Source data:

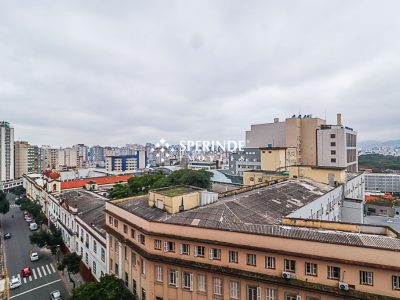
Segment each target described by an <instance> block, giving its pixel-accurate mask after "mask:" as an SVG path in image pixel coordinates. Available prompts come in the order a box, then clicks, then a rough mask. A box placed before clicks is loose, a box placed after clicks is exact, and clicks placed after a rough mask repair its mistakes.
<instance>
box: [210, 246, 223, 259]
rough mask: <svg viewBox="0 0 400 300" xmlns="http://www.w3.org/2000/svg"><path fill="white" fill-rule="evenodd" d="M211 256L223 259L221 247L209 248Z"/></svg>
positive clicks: (210, 257)
mask: <svg viewBox="0 0 400 300" xmlns="http://www.w3.org/2000/svg"><path fill="white" fill-rule="evenodd" d="M209 251H210V253H209V258H210V259H217V260H219V259H221V249H216V248H212V249H210V250H209Z"/></svg>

◆ WORK TO BE COMPLETED
Starting at the line with "rough mask: <svg", copy every line down to the last one above, exactly as written and with nothing else.

◆ ANSWER TO THIS EXERCISE
rough mask: <svg viewBox="0 0 400 300" xmlns="http://www.w3.org/2000/svg"><path fill="white" fill-rule="evenodd" d="M211 256L223 259L221 247L209 248Z"/></svg>
positive clicks: (210, 257)
mask: <svg viewBox="0 0 400 300" xmlns="http://www.w3.org/2000/svg"><path fill="white" fill-rule="evenodd" d="M209 251H210V253H209V258H210V259H217V260H219V259H221V249H216V248H212V249H210V250H209Z"/></svg>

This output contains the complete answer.